EXERCISE DESCRIPTION: Reproduce, character for character, the lines below, starting with the line that contains "Could you please outline every instance of the potted" and ending with the last line.

begin RECORDED INFORMATION

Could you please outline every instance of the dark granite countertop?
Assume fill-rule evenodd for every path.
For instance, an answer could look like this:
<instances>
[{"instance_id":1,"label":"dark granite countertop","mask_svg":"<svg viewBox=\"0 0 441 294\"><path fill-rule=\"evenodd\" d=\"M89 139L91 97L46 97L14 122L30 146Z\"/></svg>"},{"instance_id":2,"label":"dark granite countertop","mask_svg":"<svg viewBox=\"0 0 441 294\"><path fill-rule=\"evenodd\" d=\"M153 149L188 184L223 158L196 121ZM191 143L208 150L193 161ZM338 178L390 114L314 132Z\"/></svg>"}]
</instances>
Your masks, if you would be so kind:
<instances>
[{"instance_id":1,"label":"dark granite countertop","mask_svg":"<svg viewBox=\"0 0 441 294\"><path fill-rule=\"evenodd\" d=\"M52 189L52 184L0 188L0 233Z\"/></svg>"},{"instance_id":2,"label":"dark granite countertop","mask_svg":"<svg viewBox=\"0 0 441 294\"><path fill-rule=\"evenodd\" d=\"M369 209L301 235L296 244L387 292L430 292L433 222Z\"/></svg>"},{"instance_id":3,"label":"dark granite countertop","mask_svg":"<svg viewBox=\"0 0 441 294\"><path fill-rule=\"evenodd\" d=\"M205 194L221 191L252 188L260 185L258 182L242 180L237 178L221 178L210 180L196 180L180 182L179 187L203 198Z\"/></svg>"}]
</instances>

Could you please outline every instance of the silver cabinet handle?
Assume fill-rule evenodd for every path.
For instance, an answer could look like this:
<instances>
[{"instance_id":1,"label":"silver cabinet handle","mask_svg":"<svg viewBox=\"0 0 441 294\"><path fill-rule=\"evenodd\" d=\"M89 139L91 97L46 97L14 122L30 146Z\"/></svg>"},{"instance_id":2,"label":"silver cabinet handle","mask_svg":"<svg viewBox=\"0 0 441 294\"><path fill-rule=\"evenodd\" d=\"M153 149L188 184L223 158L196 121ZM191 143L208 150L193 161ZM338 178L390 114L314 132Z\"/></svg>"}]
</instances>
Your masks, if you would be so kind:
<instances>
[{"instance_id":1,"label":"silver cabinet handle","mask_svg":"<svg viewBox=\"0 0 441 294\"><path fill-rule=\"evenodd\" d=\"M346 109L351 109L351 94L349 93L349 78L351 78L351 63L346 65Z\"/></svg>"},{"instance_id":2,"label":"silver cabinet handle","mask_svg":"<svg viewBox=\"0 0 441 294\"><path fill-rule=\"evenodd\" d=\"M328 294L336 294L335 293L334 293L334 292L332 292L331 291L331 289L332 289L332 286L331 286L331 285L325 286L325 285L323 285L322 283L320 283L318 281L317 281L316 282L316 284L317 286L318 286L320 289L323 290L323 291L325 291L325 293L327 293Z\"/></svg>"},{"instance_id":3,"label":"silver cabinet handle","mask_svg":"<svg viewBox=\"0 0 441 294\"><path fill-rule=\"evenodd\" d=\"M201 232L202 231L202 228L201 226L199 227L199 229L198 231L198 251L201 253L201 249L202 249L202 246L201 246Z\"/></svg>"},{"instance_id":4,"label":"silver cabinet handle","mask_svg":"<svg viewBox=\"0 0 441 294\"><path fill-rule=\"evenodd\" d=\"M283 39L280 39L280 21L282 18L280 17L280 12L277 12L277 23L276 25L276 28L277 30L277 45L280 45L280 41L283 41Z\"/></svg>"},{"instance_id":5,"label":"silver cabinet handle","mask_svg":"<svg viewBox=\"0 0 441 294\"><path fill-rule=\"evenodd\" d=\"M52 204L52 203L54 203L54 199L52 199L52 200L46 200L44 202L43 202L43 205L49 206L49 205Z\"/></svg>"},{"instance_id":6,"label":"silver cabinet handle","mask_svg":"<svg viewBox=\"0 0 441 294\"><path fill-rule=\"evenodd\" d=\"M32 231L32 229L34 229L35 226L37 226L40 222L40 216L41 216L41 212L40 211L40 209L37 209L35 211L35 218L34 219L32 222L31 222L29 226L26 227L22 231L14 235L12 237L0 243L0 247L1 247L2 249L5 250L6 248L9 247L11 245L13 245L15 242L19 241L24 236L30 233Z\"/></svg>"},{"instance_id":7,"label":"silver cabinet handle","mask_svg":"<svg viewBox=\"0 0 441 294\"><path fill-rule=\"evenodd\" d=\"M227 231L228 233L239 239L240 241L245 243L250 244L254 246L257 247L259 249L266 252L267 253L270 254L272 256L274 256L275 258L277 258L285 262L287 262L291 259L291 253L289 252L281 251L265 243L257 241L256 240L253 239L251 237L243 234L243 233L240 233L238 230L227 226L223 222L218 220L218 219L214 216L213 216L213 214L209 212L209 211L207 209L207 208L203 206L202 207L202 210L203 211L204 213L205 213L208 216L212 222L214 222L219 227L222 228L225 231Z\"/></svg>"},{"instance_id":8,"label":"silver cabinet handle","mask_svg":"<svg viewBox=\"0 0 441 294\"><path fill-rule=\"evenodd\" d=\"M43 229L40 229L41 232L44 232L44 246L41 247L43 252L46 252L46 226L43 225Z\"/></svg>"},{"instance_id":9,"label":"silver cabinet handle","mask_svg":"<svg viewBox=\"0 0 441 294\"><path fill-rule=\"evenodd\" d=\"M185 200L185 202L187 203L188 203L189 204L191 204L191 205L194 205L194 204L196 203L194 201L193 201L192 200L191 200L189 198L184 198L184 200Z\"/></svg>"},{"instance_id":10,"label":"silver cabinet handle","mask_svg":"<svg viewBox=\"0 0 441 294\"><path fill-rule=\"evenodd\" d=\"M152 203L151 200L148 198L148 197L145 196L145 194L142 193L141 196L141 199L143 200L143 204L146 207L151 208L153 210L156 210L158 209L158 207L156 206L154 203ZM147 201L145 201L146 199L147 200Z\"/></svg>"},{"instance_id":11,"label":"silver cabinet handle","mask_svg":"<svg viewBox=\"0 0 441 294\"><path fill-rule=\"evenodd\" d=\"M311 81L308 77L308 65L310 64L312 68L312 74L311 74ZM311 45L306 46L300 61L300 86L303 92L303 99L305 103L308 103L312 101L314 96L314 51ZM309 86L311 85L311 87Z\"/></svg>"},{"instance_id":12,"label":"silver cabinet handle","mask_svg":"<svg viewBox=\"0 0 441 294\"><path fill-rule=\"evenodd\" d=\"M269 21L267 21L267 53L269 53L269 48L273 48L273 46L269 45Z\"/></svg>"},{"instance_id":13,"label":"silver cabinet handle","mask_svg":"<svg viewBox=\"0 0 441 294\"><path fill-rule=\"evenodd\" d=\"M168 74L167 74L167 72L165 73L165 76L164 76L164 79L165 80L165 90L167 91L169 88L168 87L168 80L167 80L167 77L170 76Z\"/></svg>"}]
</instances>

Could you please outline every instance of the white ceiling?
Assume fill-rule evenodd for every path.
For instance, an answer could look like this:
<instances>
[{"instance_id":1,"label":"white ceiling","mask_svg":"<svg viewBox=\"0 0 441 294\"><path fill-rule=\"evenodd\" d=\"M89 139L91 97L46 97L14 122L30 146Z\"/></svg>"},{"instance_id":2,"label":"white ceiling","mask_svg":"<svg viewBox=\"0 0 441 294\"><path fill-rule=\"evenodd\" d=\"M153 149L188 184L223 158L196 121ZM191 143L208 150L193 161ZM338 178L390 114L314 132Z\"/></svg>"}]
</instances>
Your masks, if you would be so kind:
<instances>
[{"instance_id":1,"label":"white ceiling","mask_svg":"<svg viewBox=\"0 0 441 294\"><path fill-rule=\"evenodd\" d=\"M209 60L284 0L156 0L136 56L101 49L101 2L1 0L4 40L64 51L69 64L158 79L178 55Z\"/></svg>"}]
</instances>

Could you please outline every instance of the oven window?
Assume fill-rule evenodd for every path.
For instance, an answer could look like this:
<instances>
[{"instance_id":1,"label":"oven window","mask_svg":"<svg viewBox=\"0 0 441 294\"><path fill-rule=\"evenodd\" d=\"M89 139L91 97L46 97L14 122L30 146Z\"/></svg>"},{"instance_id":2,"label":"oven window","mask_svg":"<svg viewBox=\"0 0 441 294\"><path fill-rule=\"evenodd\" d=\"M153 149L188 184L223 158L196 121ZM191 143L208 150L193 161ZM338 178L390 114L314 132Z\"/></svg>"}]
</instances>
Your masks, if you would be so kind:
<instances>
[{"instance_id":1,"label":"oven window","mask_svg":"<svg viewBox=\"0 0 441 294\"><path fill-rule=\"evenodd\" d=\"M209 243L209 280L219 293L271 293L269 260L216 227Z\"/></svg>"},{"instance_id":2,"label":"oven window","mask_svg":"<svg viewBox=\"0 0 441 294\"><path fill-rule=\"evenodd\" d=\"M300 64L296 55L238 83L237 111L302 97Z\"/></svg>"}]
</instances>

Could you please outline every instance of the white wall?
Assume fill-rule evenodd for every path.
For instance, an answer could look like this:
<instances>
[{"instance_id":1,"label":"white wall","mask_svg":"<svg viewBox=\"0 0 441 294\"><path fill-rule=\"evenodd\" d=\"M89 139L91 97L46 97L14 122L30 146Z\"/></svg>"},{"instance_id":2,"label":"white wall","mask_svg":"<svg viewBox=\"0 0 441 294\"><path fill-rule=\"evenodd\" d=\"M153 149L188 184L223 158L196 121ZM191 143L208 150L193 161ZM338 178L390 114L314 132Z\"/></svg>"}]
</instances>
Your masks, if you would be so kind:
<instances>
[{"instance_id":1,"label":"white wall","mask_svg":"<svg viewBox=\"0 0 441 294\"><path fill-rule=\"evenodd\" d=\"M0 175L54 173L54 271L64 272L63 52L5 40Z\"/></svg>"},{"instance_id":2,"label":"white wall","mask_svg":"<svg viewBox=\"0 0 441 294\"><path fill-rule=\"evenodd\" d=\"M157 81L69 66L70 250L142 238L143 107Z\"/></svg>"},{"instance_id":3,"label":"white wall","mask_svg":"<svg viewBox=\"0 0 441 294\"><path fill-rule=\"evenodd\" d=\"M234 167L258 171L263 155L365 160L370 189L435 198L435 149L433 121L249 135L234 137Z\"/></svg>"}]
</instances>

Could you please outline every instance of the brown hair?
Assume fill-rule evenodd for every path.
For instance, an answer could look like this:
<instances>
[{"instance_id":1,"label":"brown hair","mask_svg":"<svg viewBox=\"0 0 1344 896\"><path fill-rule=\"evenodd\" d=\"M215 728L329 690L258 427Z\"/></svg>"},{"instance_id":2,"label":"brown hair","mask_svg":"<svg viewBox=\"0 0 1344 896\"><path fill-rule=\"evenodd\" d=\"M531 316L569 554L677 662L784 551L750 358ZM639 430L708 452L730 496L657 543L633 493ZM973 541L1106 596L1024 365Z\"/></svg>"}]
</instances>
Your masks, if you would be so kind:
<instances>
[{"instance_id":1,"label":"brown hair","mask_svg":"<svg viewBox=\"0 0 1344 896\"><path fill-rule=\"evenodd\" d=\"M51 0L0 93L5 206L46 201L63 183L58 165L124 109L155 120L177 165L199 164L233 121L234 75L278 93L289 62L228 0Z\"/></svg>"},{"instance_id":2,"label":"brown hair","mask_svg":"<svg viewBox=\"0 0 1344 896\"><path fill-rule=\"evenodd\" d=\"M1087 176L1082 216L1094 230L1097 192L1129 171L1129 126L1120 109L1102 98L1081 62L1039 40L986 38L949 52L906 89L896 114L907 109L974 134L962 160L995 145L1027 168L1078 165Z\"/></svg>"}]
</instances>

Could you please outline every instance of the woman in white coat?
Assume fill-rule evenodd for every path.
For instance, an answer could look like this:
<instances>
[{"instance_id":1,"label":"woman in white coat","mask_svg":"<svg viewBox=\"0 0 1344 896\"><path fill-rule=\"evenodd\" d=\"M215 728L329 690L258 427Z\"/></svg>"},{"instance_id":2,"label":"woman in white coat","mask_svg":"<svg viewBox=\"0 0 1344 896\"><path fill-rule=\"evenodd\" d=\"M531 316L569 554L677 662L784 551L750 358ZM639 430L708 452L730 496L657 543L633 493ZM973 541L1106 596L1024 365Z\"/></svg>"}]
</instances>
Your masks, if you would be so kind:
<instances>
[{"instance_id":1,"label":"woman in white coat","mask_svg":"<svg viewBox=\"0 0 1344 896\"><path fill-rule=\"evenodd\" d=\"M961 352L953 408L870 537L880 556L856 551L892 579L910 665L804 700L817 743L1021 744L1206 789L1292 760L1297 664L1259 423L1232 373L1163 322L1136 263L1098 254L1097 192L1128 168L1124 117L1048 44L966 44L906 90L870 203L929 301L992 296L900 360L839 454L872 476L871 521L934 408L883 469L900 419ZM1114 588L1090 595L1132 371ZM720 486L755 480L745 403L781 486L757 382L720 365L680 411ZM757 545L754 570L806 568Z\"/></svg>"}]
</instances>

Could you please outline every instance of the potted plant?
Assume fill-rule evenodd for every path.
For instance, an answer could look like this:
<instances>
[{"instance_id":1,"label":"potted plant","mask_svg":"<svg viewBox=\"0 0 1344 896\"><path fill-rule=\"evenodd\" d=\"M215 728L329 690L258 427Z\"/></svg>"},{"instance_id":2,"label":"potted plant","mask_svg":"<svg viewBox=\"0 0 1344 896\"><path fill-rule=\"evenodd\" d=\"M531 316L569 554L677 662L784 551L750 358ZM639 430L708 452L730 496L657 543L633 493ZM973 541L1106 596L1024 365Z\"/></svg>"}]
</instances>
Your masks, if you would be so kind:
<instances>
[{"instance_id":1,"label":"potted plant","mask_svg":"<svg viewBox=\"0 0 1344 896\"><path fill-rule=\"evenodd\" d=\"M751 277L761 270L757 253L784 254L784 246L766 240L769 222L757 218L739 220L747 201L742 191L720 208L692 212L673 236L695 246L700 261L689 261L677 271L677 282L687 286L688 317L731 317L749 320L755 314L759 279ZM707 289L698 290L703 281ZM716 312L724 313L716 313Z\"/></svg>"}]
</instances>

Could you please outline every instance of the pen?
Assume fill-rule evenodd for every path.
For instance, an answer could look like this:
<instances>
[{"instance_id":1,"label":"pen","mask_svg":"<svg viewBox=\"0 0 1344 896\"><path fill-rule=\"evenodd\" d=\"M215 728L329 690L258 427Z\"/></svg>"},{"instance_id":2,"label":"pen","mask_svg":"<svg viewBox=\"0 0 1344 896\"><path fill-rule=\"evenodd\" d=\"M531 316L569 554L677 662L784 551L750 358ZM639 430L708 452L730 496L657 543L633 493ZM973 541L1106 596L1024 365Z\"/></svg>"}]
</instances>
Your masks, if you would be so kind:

end RECORDED INFORMATION

SOLVED PROBLEM:
Could you please outline every instance of the potted plant?
Assume fill-rule evenodd for every path.
For instance, an answer could look like this:
<instances>
[{"instance_id":1,"label":"potted plant","mask_svg":"<svg viewBox=\"0 0 1344 896\"><path fill-rule=\"evenodd\" d=\"M215 728L329 690L258 427Z\"/></svg>"},{"instance_id":2,"label":"potted plant","mask_svg":"<svg viewBox=\"0 0 1344 896\"><path fill-rule=\"evenodd\" d=\"M531 316L569 554L677 662L784 551L750 358ZM639 430L708 452L730 496L657 543L633 493ZM973 541L1106 596L1024 365Z\"/></svg>"}]
</instances>
Your masks, if you would be so kind:
<instances>
[{"instance_id":1,"label":"potted plant","mask_svg":"<svg viewBox=\"0 0 1344 896\"><path fill-rule=\"evenodd\" d=\"M751 277L761 270L757 253L784 254L784 246L766 240L769 222L757 218L739 220L747 201L742 191L720 208L692 212L673 236L695 246L700 261L689 261L677 271L677 282L687 286L688 317L731 317L749 320L755 314L759 279ZM707 289L698 290L703 281ZM716 312L724 313L716 313Z\"/></svg>"}]
</instances>

Could you please outline every instance of the pen?
Assume fill-rule evenodd for every path.
For instance, an answer could look like this:
<instances>
[{"instance_id":1,"label":"pen","mask_svg":"<svg viewBox=\"0 0 1344 896\"><path fill-rule=\"evenodd\" d=\"M215 728L329 690L258 427Z\"/></svg>"},{"instance_id":2,"label":"pen","mask_svg":"<svg viewBox=\"0 0 1344 896\"><path fill-rule=\"evenodd\" d=\"M531 316L569 554L677 662L784 551L750 358ZM639 430L708 452L730 496L657 543L633 493ZM973 541L1106 596L1024 365Z\"/></svg>"}]
</instances>
Your masks, if you would be so kind:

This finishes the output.